Exercise directions | Rewrite the data below, replacing each occurrence of "rough mask" with "coarse mask" and leaving all other text unchanged.

>>>>>

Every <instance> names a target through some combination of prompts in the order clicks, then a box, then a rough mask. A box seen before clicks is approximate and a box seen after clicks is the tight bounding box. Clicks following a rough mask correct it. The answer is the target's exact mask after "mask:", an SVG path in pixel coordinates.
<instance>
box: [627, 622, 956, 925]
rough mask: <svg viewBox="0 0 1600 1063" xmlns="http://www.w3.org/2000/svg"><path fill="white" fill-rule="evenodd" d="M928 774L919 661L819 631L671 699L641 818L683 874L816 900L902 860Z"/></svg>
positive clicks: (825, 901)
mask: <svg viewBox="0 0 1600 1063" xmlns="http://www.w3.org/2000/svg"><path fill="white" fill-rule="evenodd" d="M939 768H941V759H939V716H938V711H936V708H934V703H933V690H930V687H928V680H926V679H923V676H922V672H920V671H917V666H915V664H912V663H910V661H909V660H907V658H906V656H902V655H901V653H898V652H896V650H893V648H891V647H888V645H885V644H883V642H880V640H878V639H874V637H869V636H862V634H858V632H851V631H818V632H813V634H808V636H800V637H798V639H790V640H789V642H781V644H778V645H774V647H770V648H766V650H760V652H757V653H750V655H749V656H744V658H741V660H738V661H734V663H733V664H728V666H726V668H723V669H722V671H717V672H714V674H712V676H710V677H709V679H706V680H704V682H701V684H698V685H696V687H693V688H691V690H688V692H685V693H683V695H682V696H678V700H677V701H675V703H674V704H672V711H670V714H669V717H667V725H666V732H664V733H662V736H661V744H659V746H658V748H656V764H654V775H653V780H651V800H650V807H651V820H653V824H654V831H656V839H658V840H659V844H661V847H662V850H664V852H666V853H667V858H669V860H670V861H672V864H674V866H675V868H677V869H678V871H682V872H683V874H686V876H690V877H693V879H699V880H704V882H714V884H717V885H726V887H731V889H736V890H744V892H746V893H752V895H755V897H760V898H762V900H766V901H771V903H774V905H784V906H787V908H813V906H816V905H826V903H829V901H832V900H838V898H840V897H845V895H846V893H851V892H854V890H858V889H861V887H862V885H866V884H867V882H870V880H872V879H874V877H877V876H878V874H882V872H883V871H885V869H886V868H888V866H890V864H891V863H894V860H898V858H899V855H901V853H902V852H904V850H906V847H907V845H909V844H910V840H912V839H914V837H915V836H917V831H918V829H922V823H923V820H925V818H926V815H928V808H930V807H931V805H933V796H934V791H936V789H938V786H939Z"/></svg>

<<<<<

Output of the exercise |
Every <instance> names a target through some combination of prompts in the order clicks, then a box, then a coarse mask. A box seen before clicks is approximate and a box seen after clicks is the tight bounding box. Clicks following a coarse mask correct it. The answer is the target's exact mask after "mask:", an SVG path in pixel coordinates.
<instance>
box: [627, 622, 956, 925]
coarse mask: <svg viewBox="0 0 1600 1063" xmlns="http://www.w3.org/2000/svg"><path fill="white" fill-rule="evenodd" d="M928 774L919 661L819 631L671 699L641 818L683 874L816 900L902 860Z"/></svg>
positive clicks: (825, 901)
mask: <svg viewBox="0 0 1600 1063" xmlns="http://www.w3.org/2000/svg"><path fill="white" fill-rule="evenodd" d="M939 768H941V759H939V716H938V711H936V708H934V703H933V690H930V687H928V680H926V679H923V676H922V672H920V671H917V666H915V664H912V663H910V661H909V660H907V658H906V656H902V655H901V653H898V652H896V650H893V648H891V647H888V645H885V644H883V642H880V640H878V639H874V637H869V636H862V634H858V632H851V631H818V632H813V634H808V636H800V637H798V639H790V640H789V642H781V644H778V645H774V647H770V648H766V650H760V652H757V653H750V655H749V656H744V658H741V660H738V661H734V663H733V664H728V666H726V668H723V669H722V671H717V672H714V674H712V676H710V677H709V679H706V680H704V682H701V684H698V685H696V687H693V688H691V690H688V692H685V693H683V695H682V696H678V700H677V701H675V703H674V704H672V711H670V714H669V717H667V725H666V732H664V733H662V736H661V744H659V746H658V748H656V764H654V775H653V780H651V800H650V807H651V820H653V824H654V831H656V839H658V840H659V844H661V847H662V850H664V852H666V853H667V858H669V860H670V861H672V864H674V866H675V868H677V869H678V871H682V872H683V874H686V876H690V877H693V879H699V880H704V882H714V884H717V885H726V887H731V889H736V890H744V892H746V893H752V895H755V897H760V898H762V900H766V901H771V903H774V905H784V906H787V908H813V906H816V905H826V903H829V901H832V900H838V898H840V897H845V895H846V893H851V892H854V890H858V889H861V887H862V885H866V884H867V882H870V880H872V879H874V877H877V876H878V874H882V872H883V871H885V869H886V868H888V866H890V864H891V863H894V860H898V858H899V855H901V853H902V852H904V850H906V847H907V845H909V844H910V840H912V839H914V837H915V836H917V831H918V829H922V823H923V820H925V818H926V815H928V808H930V807H931V805H933V796H934V791H936V789H938V786H939Z"/></svg>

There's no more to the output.